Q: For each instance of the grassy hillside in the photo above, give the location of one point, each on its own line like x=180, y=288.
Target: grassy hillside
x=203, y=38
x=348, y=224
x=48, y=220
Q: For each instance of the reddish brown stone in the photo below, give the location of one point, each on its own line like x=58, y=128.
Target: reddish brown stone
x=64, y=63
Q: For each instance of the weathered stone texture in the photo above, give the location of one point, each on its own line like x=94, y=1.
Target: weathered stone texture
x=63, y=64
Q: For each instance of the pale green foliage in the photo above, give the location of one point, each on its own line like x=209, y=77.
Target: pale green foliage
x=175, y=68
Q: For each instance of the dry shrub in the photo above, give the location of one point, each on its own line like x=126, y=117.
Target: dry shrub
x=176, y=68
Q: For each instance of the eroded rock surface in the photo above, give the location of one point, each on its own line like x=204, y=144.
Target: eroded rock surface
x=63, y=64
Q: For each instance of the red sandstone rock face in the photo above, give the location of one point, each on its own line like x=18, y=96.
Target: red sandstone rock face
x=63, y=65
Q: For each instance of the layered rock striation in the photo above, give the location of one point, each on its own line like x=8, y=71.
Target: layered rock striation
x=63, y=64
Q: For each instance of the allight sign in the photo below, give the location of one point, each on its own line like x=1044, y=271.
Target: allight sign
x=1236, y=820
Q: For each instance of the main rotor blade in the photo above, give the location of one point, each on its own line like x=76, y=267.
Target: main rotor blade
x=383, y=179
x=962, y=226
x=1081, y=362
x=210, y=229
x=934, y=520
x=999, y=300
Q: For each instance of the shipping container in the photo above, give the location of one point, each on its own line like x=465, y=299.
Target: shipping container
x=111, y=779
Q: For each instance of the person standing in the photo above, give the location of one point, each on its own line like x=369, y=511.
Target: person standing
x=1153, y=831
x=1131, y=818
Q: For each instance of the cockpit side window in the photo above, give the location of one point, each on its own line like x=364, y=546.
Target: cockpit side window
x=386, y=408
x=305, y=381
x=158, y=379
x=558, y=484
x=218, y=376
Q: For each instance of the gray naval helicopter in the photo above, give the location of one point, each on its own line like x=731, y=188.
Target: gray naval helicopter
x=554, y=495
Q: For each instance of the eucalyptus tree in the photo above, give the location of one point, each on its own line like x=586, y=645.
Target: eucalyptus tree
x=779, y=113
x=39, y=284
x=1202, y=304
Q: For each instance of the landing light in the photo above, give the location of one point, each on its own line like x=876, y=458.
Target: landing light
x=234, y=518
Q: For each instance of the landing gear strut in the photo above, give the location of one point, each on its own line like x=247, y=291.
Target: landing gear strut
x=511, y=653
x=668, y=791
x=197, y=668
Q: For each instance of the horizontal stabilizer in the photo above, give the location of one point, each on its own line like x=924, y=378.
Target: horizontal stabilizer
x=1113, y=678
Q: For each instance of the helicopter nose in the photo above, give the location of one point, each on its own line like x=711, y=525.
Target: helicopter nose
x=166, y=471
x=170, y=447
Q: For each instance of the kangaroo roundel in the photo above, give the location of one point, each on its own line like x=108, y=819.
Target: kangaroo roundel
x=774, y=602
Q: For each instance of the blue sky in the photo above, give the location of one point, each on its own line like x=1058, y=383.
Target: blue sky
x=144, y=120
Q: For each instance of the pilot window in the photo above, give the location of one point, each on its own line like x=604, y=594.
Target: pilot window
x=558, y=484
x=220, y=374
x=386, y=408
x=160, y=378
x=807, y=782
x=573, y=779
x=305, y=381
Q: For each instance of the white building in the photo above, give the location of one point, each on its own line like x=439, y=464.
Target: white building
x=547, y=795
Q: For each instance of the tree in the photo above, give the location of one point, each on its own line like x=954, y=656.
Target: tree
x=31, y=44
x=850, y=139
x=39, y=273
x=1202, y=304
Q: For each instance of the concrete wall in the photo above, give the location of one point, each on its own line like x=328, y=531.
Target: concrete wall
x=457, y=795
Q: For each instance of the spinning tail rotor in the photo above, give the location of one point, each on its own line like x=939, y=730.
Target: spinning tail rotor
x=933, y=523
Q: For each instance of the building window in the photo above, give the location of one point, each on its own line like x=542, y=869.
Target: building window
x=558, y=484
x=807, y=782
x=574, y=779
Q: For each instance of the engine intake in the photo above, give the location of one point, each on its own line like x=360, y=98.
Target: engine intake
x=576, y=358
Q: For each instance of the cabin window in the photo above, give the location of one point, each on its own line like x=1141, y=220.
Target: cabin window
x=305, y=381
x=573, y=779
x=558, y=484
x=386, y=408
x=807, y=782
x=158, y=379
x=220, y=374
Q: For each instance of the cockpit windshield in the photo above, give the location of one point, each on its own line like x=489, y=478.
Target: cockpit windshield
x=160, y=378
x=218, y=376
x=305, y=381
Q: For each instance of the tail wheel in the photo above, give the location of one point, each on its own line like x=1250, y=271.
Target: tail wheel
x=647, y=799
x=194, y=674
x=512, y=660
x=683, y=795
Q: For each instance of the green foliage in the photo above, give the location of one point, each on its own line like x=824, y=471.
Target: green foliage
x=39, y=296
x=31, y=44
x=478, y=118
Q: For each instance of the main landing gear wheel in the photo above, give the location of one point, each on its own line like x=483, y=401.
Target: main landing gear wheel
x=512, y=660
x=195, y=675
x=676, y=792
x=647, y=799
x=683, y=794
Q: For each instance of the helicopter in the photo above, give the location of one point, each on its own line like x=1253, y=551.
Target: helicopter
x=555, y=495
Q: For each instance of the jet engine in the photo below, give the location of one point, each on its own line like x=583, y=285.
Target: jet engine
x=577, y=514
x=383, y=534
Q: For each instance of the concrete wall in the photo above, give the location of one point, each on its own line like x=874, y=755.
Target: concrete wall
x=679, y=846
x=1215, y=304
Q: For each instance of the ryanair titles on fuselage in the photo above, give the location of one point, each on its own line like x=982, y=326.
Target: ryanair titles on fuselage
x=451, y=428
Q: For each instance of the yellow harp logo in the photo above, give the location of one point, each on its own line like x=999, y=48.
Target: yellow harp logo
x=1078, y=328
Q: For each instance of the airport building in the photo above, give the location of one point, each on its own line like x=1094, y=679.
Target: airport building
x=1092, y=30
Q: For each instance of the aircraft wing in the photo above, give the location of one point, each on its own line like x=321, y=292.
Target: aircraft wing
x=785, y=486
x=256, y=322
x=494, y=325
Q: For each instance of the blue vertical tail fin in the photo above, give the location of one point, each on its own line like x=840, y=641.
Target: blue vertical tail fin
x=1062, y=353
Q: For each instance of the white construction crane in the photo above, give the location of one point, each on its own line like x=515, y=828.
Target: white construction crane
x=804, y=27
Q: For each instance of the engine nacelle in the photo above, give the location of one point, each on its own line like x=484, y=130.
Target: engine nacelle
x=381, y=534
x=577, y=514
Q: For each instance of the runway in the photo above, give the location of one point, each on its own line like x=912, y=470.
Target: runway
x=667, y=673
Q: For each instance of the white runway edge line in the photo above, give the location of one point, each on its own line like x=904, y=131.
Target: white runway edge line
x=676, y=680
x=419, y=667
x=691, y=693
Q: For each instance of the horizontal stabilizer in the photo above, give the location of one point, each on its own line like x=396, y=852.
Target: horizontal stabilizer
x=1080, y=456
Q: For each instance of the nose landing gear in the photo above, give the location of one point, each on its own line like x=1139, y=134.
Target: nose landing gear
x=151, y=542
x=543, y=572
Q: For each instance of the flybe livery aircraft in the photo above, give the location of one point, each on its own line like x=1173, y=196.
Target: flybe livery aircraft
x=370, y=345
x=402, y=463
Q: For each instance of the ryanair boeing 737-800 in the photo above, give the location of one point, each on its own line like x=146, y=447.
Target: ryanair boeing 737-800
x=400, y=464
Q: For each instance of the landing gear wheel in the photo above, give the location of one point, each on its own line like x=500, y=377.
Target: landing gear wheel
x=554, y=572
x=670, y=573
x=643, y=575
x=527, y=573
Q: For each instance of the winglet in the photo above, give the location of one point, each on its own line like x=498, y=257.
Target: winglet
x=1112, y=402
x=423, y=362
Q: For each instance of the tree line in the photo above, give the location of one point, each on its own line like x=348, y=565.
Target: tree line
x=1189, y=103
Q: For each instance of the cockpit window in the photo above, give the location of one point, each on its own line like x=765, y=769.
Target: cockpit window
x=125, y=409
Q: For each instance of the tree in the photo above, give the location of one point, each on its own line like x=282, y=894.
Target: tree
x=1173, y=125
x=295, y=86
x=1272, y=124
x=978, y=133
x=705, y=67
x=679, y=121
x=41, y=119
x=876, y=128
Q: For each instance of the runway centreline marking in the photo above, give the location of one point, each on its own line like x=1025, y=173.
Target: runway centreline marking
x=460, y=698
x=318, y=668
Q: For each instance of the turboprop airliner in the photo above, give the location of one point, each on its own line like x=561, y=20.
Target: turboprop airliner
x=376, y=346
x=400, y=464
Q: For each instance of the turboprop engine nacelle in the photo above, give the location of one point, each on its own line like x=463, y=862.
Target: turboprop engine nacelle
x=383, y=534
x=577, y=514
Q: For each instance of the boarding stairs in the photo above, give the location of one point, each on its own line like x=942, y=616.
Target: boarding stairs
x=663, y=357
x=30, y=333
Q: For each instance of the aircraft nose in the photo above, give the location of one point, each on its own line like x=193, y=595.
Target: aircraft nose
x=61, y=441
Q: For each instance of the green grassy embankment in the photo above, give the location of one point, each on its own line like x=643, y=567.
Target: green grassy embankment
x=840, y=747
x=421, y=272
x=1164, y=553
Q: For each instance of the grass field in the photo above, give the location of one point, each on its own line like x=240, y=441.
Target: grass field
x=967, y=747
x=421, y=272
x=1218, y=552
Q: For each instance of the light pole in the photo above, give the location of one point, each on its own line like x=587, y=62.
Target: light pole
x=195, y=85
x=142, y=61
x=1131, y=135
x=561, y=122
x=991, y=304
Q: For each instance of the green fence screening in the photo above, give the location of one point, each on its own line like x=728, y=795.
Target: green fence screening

########

WHAT THE TASK REQUIRES — Copy exactly the lines of the listing above, beginning at the line with "Q: For each instance of the green grassy" and ending at its final line; write out nothing else.

ANSWER TO THE PROBLEM —
Q: For each instance of the green grassy embankment in the photo above, give the location of one point, each on its own line like x=643, y=567.
Target: green grassy embankment
x=840, y=747
x=421, y=272
x=1164, y=553
Q: For each instance of the grass field in the photo above, give the location of one point, each on its own line like x=240, y=441.
Target: grass field
x=967, y=747
x=421, y=272
x=1218, y=552
Q: For each instance of the light pole in the photo above, give the location of one point, each on its own line like x=587, y=62.
Target: light pole
x=195, y=85
x=142, y=61
x=1131, y=135
x=561, y=122
x=991, y=304
Q: For each instance of the green fence screening in the photo above, give the location of one point, each on its own line like x=728, y=795.
Target: green fence screening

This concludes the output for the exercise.